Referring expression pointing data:
:::

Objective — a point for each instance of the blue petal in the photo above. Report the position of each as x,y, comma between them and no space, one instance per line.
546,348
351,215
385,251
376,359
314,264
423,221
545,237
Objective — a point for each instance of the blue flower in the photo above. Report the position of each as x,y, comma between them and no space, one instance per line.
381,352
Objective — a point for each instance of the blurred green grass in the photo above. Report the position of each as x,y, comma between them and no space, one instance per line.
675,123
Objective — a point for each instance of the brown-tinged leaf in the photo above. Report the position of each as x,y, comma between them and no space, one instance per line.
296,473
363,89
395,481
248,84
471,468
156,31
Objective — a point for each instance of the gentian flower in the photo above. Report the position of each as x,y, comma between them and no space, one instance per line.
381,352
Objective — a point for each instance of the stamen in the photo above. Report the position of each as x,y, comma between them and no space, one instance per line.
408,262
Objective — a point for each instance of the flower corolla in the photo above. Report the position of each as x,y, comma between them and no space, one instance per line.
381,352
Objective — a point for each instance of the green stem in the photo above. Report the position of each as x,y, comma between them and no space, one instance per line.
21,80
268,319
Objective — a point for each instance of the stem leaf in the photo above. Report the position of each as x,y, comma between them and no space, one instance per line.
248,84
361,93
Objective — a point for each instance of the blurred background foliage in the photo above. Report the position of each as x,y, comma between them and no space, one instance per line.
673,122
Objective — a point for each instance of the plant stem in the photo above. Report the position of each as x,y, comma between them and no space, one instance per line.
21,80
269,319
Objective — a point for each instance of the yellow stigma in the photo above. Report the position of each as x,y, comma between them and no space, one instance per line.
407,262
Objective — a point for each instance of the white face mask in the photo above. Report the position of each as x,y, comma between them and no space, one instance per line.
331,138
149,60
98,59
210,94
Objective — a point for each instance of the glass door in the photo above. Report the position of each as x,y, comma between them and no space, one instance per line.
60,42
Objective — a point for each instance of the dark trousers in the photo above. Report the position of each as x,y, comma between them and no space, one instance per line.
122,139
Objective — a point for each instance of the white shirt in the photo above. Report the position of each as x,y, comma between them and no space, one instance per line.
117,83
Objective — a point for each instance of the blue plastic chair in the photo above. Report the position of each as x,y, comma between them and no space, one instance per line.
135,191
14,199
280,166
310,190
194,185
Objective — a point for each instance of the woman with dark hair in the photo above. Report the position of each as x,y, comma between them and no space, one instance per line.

:::

Would you write out the data exactly as it reads?

Objective — a point for each instance of the blue petal in the photo above. Report the position of each as x,y, comma between them and no space, one instance per line.
546,348
351,215
385,251
376,359
314,264
423,221
545,237
Objective — a point for each instance of the blue flower in the photo above. Report the position of each as x,y, comma between them and no space, one instance per line.
381,352
Objective — a point for each instance of the blurred green grass in the photo above. Report the position of each as x,y, comma between them and no space, one instance per line.
675,123
Objective — a point for each instance of the brown-tinged leaf in the photo above. Report the position of each as x,y, comma between them and no space, one instance per line.
296,473
363,89
395,481
248,84
471,468
156,31
Objective — a point for each instance of the gentian flower in the photo above. Report the position of each as x,y, comma between them and no space, one instance per line.
381,352
Objective — a point for each instance of the stamen in the photo above. Report the position of each as x,y, comma between them and no space, one instance per line.
408,262
Objective — a point for each instance of the flower corolla in the photo above. Report the position of each as x,y, comma between them and no space, one instance per line.
381,352
Objective — a point for each instance of the green stem in the photo above. Report the position of each as x,y, comma between them and no space, one instance per line.
21,80
268,319
Objective — a point for each instance of the stem leaf in the photo above. Report the position of each as x,y, comma between them and no space, one instance per line.
248,84
361,93
Objective — a point for each instance of the blurred background foliage in the photo above. Report the position of each as x,y, comma between them and no space, one instance per line.
673,122
Objective — a point for each instance of the plant stem in the photo above. Report the position of each as x,y, comma between them and no space, one instance per line.
21,80
269,319
Objective — a point for each instance of the yellow stigma in the photo above. Report the position of each as x,y, comma between them and no space, one instance per line.
407,262
Objective — a point for each instance of the white face mask in the photo above. Report the position of each as x,y, comma between them and no space, one instance per line.
331,138
149,60
98,59
210,94
Objective — a point for each instance of the glass door in the photo above. Report the position of each as x,y, comma between them and no space, one instance per line.
60,42
Objective — a point for each instance of the dark trousers in the photo above. Report the position of each as x,y, comma between them and no space, one instance per line.
122,139
Objective — a point for each instance of the white shirt in the photo above. Report the position of each as x,y, comma between them and no space, one instance per line.
117,83
Objective — a point for each instance of the blue plastic chair in the photo above. Report the position of each as x,y, comma between them and no space, one instance per line.
135,191
14,199
280,166
310,190
194,185
Objective — a point for each instance of the woman with dark hair in the photo above. Report the position of each as x,y, comma between them and no space, one instance per line.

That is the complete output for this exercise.